What this task involves — Go over the entries below line by line, copying each one that contains the word "clicks".
^^^^^^^^^^^^^^^^
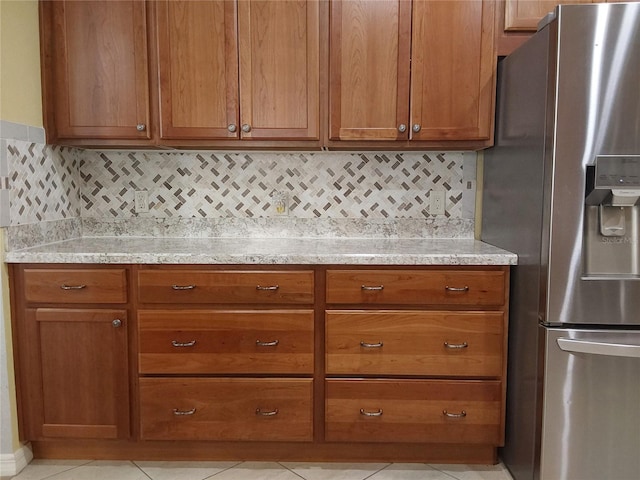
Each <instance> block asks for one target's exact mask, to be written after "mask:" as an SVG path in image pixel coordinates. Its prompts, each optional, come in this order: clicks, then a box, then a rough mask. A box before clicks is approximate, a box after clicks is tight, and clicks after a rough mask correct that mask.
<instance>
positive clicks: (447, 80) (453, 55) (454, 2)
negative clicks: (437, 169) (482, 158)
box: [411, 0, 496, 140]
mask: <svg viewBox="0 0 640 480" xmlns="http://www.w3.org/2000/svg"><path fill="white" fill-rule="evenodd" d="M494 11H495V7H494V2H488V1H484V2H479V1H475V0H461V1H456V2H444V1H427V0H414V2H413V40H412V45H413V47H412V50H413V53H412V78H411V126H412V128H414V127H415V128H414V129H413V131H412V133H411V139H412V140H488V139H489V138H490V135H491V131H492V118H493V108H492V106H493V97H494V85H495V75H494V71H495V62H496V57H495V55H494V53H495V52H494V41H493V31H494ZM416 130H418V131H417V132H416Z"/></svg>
^^^^^^^^^^^^^^^^
Exercise output —
Each <instance> block asks for one target's exact mask, to be written after "mask:" as an SVG path in image pixel coordinates. Its prompts, each optional, come in this order: clicks, then a box, then a rough mask. A box before clicks is approximate, a box after clicks is tight, and clicks after a rough mask correct that mask.
positive clicks: (447, 80) (453, 55) (454, 2)
negative clicks: (437, 169) (482, 158)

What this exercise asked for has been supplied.